| Exercise brief |
Which lines in the data below contain the string "rifle"? Show each one.

*** Block opens ***

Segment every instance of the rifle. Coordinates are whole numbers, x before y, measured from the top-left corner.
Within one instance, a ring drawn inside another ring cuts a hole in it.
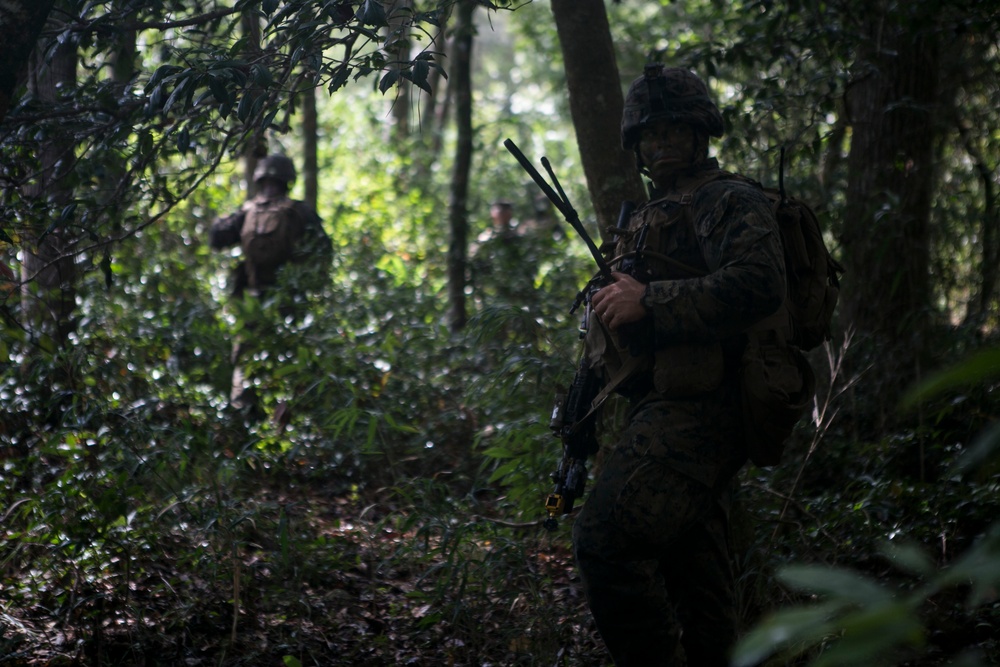
[[[599,391],[600,381],[583,358],[569,391],[556,396],[549,428],[562,440],[563,455],[559,467],[552,473],[555,490],[545,499],[546,518],[542,525],[548,531],[559,526],[558,517],[573,511],[573,503],[583,495],[587,483],[587,457],[598,449],[595,415],[590,405]]]
[[[552,165],[548,159],[542,157],[542,166],[552,179],[552,185],[542,177],[534,165],[528,161],[524,153],[507,139],[503,145],[510,151],[521,167],[528,172],[532,180],[538,185],[542,193],[548,197],[549,201],[562,213],[566,222],[576,230],[583,238],[597,262],[598,273],[587,285],[580,290],[570,308],[570,313],[576,311],[582,303],[587,304],[580,325],[580,337],[586,335],[590,319],[590,297],[594,292],[604,285],[612,282],[611,267],[608,265],[604,255],[594,243],[594,240],[587,233],[580,216],[570,204],[566,193],[559,184],[559,179],[552,170]],[[624,202],[618,216],[617,228],[624,230],[628,228],[629,218],[632,215],[635,205],[632,202]],[[633,270],[634,267],[625,267]],[[564,395],[556,397],[555,406],[552,409],[552,418],[549,421],[549,428],[562,440],[563,455],[559,461],[559,466],[552,473],[552,481],[555,482],[555,490],[548,495],[545,500],[546,519],[542,523],[546,530],[553,531],[558,527],[558,520],[562,514],[569,514],[573,510],[573,503],[583,495],[584,486],[587,482],[587,457],[595,454],[598,449],[597,436],[595,434],[596,415],[591,406],[594,398],[600,393],[601,381],[595,372],[587,364],[586,358],[580,360],[580,367],[573,377],[573,383],[569,391]]]
[[[584,242],[587,244],[587,248],[590,249],[590,254],[594,256],[594,261],[597,262],[597,268],[600,270],[601,277],[611,282],[611,267],[608,266],[608,262],[604,259],[604,255],[601,254],[600,249],[594,243],[594,240],[590,238],[590,234],[587,233],[587,229],[580,222],[580,216],[577,215],[576,209],[573,208],[572,204],[569,203],[569,199],[566,197],[566,193],[563,192],[562,186],[559,184],[559,179],[556,178],[556,174],[552,171],[552,165],[549,163],[548,158],[542,157],[542,166],[545,167],[545,171],[548,172],[549,177],[552,179],[552,184],[555,186],[555,190],[552,186],[538,173],[535,166],[528,162],[528,158],[524,157],[524,153],[521,149],[511,141],[510,139],[505,139],[503,145],[510,151],[517,161],[521,164],[521,168],[528,172],[531,179],[535,181],[538,187],[541,189],[542,193],[549,198],[549,201],[562,213],[563,218],[566,222],[576,230]]]

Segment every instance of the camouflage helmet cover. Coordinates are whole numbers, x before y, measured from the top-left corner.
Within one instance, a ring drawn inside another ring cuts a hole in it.
[[[254,183],[265,178],[291,185],[295,182],[295,163],[284,155],[268,155],[257,163],[257,168],[253,171]]]
[[[650,122],[669,120],[703,128],[709,136],[721,137],[722,114],[708,95],[708,86],[681,67],[646,65],[643,75],[632,82],[622,113],[622,147],[639,143],[639,132]]]

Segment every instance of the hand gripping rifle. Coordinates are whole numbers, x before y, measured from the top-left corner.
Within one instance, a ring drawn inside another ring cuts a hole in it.
[[[503,145],[517,159],[521,167],[528,172],[532,180],[541,188],[546,197],[549,198],[559,212],[562,213],[566,222],[583,238],[590,254],[597,262],[599,272],[587,284],[580,294],[577,295],[576,302],[570,312],[575,311],[585,300],[589,301],[592,291],[599,285],[611,282],[611,267],[601,254],[600,249],[587,233],[580,216],[569,203],[566,193],[559,184],[552,171],[552,165],[548,159],[542,158],[542,166],[548,172],[553,185],[542,177],[534,165],[528,162],[524,153],[507,139]],[[553,189],[554,186],[554,189]],[[627,222],[627,221],[626,221]],[[620,221],[619,221],[619,224]],[[589,309],[588,309],[589,310]],[[586,327],[586,316],[584,318]],[[584,328],[585,331],[585,328]],[[580,367],[573,377],[573,383],[569,391],[556,397],[555,406],[552,408],[552,418],[549,428],[562,440],[563,456],[559,462],[559,467],[552,473],[552,481],[555,482],[555,490],[548,495],[545,500],[546,519],[543,522],[546,530],[555,530],[558,527],[558,517],[569,514],[573,510],[573,503],[583,495],[584,486],[587,482],[587,457],[597,452],[598,444],[595,434],[596,415],[591,409],[594,397],[600,392],[601,382],[597,374],[594,373],[587,363],[586,358],[580,360]]]

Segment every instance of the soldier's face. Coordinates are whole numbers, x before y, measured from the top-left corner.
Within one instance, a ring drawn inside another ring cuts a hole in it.
[[[694,154],[694,128],[686,123],[655,121],[639,135],[639,155],[654,182],[691,166]]]
[[[490,217],[497,227],[507,227],[514,217],[514,209],[506,204],[493,204],[490,206]]]

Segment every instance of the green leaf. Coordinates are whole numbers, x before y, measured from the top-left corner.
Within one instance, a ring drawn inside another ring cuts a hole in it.
[[[220,104],[232,104],[233,96],[229,92],[229,88],[226,86],[226,81],[222,78],[214,75],[209,75],[208,77],[208,89],[212,91],[212,95]]]
[[[249,92],[244,93],[243,97],[240,98],[240,103],[236,106],[236,117],[245,123],[252,110],[253,96]]]
[[[955,461],[953,473],[961,474],[979,467],[1000,451],[1000,422],[991,424]]]
[[[261,88],[267,88],[274,82],[274,79],[271,77],[271,70],[263,65],[254,65],[251,67],[250,77],[253,80],[254,85],[260,86]]]
[[[753,667],[788,646],[808,648],[830,636],[831,619],[841,609],[834,603],[791,607],[767,616],[733,649],[733,667]]]
[[[903,572],[921,577],[930,577],[934,574],[934,563],[917,544],[886,542],[882,546],[882,554]]]
[[[177,87],[174,88],[173,92],[170,93],[170,97],[167,98],[166,103],[163,105],[163,113],[168,113],[174,104],[179,100],[191,85],[191,78],[181,79]]]
[[[511,459],[517,456],[517,454],[504,447],[490,447],[483,452],[483,456],[489,456],[494,459]]]
[[[382,80],[379,81],[379,83],[378,83],[378,89],[379,89],[379,91],[382,94],[385,94],[385,91],[387,91],[390,88],[392,88],[393,85],[398,80],[399,80],[399,72],[397,72],[394,69],[389,70],[388,72],[385,73],[385,75],[382,77]]]
[[[187,126],[182,127],[177,133],[177,151],[181,155],[186,155],[188,150],[191,148],[191,132],[188,130]]]
[[[993,524],[978,544],[962,554],[944,572],[940,583],[945,586],[971,583],[969,606],[995,597],[1000,587],[1000,523]]]
[[[361,25],[370,25],[376,28],[389,24],[385,17],[385,8],[378,0],[365,0],[358,8],[357,19]]]
[[[38,237],[37,243],[41,243],[46,236],[52,233],[57,227],[64,227],[66,223],[73,220],[73,214],[76,212],[76,202],[72,202],[63,207],[63,210],[59,212],[59,217],[49,223],[49,226],[45,228],[45,231]]]
[[[427,75],[430,72],[430,63],[426,60],[414,60],[409,72],[409,79],[417,88],[431,92],[431,86],[427,83]]]
[[[791,565],[778,572],[778,579],[801,591],[823,595],[833,601],[885,603],[892,594],[859,574],[819,565]]]
[[[843,636],[813,663],[814,667],[876,665],[879,656],[901,645],[923,643],[924,633],[912,609],[892,603],[844,616]]]
[[[152,88],[160,85],[160,82],[169,76],[180,72],[183,67],[178,67],[177,65],[160,65],[153,72],[153,76],[149,77],[149,82],[146,83],[145,91],[148,93]]]
[[[983,350],[910,389],[900,401],[900,409],[909,410],[949,390],[979,385],[996,378],[1000,378],[1000,349]]]

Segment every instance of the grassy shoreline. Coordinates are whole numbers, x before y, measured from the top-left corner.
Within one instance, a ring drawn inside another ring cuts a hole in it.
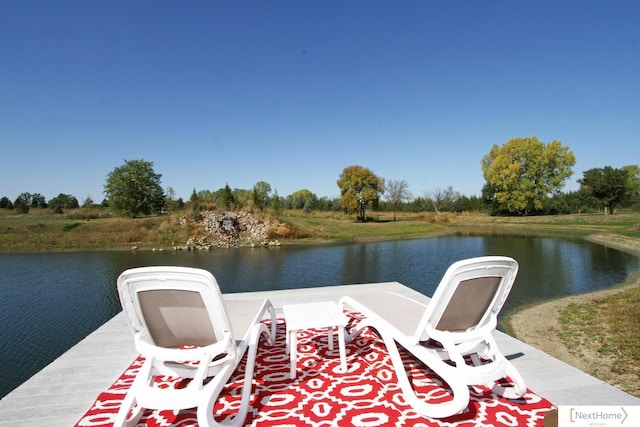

*** Block closes ***

| Exercise response |
Segment every instance of the rifle. Coordinates are whole numbers, x before y, measured from the top-left corner.
Segment every instance of the hand gripping rifle. Coordinates are whole numbers, x before y, measured from the top-left corner.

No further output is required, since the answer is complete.